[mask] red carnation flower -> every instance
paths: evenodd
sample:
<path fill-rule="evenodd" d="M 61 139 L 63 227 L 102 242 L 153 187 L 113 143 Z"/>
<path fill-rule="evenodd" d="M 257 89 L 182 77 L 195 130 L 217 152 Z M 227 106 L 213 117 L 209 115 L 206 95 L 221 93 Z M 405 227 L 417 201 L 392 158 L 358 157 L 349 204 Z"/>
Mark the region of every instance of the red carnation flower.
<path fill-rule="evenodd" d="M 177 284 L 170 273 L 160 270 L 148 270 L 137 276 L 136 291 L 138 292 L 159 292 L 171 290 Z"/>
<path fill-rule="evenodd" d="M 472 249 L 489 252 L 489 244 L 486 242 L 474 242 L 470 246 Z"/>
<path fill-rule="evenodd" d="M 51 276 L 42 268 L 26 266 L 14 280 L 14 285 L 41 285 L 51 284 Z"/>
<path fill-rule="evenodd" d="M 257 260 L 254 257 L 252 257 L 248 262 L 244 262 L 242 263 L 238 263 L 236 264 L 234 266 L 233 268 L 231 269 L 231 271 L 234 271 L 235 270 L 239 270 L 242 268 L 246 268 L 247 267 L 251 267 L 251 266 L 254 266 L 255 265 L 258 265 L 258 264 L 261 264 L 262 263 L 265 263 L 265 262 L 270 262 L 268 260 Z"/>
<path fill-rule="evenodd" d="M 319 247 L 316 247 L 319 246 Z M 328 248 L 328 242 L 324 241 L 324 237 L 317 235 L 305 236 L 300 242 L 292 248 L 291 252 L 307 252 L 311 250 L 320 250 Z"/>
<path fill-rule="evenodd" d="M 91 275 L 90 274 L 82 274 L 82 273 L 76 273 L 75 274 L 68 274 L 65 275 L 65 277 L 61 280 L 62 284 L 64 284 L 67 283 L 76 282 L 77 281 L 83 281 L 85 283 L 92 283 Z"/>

◇ ◇ ◇

WHAT THE EXERCISE ASKS = Express the data from its first line up to and including the line containing "Mark the region" as a JSON list of strings, one string per line, leaving out any blank lines.

WRITTEN SOLUTION =
[
  "[mask] red carnation flower -> every instance",
  "paths: evenodd",
  "sample:",
  "<path fill-rule=\"evenodd\" d=\"M 61 139 L 63 227 L 102 242 L 153 187 L 113 143 Z\"/>",
  "<path fill-rule=\"evenodd\" d=\"M 257 89 L 182 77 L 195 130 L 217 152 Z M 227 106 L 213 117 L 209 115 L 206 95 L 221 93 Z M 405 227 L 417 201 L 392 158 L 358 157 L 349 204 Z\"/>",
  "Mark the region of every instance of the red carnation flower."
]